#### SET EXERCISE
Please copy every line of the rows below, not only the answers, starting with the first line and going on through the line containing "<point>493,258</point>", and add -75 to each point coordinate in the answers. Leave the pictures out.

#### DATA TO USE
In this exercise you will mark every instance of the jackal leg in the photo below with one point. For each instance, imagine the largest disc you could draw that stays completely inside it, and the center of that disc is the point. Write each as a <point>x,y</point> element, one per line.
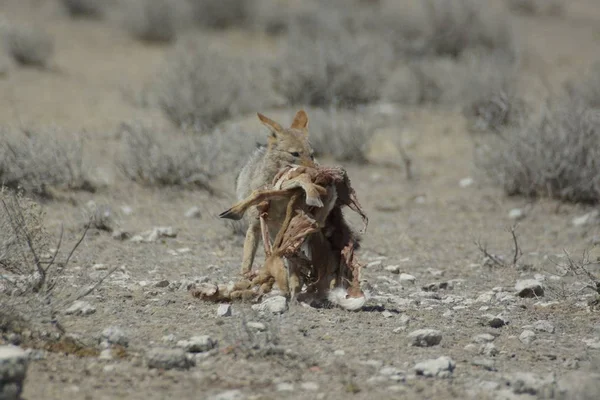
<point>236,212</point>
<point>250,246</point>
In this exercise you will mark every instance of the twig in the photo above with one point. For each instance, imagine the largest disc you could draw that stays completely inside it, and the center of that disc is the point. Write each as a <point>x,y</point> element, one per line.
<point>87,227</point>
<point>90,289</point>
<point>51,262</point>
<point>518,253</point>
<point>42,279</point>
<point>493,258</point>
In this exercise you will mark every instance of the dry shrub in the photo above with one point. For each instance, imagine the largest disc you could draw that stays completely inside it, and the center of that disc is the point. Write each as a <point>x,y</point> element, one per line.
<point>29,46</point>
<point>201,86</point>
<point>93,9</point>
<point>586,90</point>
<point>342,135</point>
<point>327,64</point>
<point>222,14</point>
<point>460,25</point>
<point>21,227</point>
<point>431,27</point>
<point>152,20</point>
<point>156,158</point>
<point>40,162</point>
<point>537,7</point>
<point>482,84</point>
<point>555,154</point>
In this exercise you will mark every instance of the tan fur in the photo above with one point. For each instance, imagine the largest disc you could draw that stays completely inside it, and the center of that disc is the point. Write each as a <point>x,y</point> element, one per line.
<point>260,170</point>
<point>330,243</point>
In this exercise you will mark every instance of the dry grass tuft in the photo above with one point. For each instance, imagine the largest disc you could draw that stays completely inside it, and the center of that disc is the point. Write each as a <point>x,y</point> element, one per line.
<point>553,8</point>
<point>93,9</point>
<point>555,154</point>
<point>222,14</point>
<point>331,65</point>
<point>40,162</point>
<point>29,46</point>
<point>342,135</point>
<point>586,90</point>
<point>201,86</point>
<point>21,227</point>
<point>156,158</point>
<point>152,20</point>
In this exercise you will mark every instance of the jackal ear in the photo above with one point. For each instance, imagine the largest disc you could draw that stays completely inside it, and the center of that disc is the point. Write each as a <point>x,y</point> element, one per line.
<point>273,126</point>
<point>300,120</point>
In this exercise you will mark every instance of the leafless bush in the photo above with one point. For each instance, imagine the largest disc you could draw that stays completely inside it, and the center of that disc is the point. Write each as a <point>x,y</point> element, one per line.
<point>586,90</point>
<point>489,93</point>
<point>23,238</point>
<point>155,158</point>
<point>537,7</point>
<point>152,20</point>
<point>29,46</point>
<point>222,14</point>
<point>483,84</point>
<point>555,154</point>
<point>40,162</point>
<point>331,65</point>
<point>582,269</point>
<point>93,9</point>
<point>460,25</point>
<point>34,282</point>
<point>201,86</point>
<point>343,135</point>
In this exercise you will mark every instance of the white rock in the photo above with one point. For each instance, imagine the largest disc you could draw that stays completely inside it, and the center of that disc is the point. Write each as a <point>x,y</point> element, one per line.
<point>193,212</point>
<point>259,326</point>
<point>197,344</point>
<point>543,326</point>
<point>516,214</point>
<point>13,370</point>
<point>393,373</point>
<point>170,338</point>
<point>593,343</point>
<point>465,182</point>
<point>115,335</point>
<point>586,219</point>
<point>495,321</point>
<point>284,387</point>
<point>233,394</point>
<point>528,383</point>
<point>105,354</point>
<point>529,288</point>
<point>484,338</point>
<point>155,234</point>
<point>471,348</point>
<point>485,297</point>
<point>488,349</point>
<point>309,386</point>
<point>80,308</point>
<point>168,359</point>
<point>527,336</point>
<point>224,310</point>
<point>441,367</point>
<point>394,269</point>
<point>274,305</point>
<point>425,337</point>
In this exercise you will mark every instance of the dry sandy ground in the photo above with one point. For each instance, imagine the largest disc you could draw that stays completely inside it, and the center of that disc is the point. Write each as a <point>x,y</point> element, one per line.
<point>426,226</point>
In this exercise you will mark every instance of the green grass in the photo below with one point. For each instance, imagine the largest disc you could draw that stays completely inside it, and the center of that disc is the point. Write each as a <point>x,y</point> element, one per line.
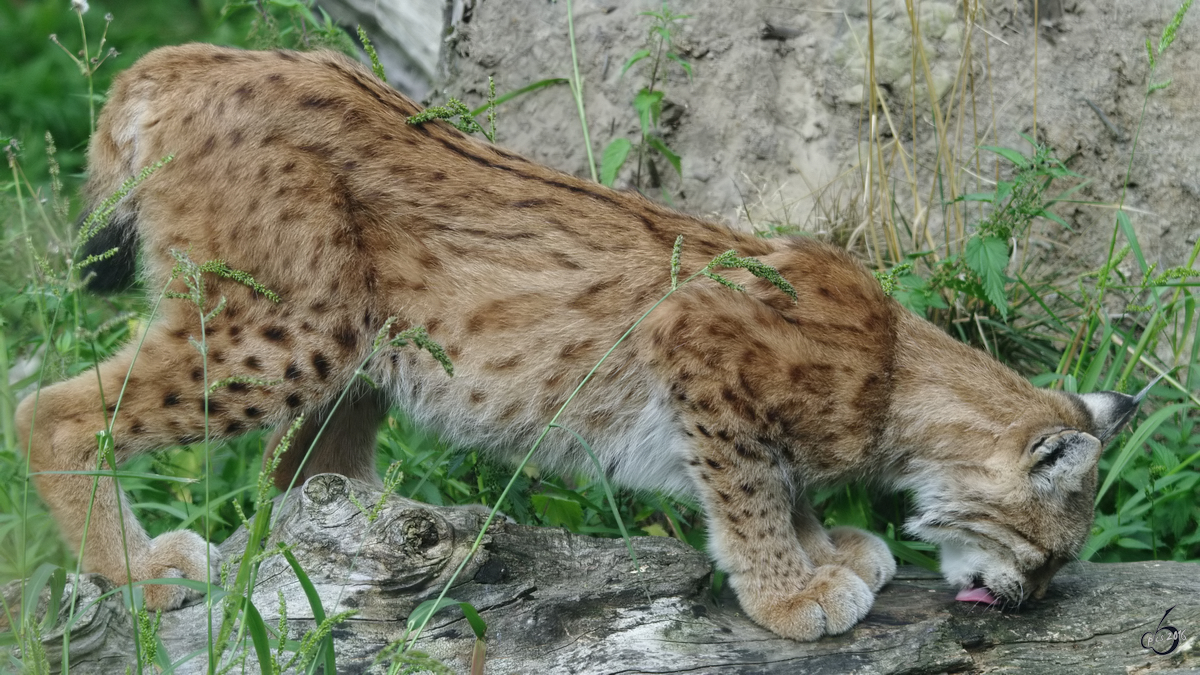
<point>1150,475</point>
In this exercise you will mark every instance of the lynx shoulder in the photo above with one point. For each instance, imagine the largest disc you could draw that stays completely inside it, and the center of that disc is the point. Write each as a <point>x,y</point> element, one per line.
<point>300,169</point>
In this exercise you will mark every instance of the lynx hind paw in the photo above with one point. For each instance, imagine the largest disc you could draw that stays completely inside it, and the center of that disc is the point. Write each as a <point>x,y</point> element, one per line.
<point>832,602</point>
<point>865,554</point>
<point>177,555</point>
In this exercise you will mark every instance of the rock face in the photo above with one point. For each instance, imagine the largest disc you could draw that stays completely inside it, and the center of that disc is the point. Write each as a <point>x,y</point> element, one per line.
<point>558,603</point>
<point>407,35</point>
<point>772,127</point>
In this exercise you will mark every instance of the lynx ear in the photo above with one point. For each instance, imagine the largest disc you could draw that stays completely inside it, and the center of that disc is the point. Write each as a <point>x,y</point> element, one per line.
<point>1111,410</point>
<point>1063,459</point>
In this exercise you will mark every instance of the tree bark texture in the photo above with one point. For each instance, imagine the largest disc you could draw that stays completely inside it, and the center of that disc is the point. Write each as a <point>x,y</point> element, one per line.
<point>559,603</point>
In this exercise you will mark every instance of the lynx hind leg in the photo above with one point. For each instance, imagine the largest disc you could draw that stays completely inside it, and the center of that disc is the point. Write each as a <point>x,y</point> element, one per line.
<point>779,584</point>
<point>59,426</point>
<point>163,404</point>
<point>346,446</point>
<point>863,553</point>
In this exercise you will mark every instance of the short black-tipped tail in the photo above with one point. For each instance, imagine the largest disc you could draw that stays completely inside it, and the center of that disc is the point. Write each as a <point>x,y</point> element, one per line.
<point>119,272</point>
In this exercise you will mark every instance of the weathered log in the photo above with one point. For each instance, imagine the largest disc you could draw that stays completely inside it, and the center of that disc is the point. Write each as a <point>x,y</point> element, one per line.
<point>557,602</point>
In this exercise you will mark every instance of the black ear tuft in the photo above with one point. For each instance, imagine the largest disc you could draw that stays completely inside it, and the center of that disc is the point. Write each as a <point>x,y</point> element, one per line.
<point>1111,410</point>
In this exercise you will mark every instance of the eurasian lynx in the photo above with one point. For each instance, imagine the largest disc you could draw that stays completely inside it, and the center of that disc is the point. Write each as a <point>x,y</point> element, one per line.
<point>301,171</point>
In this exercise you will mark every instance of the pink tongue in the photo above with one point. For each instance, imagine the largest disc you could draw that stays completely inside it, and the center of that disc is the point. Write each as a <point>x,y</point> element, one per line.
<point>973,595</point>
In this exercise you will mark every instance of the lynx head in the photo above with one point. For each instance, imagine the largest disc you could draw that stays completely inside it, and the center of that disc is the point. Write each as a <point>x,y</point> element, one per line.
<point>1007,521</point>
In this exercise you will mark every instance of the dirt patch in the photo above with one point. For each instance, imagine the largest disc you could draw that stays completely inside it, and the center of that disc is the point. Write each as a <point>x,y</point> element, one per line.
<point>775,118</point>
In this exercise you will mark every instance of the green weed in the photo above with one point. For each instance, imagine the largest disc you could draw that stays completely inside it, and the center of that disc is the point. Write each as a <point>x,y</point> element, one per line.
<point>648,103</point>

#### COMPLETED EXERCISE
In this exercise you will mark every instance of the jackal leg in the photo below with one point. For each instance, imagine the largest disc you could draw that stays completely inside it, and the center of that disc is the point. Write each as a <point>x,y</point> element, one per line.
<point>161,137</point>
<point>175,171</point>
In this exercise you will mark every instance of the twig in the photo above with one point. For each instance, imagine the largest disc you could draw that stays completely inside it, and the center of that disc is the point. Write each as a <point>x,y</point> element, one per line.
<point>12,152</point>
<point>15,214</point>
<point>-24,187</point>
<point>443,178</point>
<point>-33,204</point>
<point>418,183</point>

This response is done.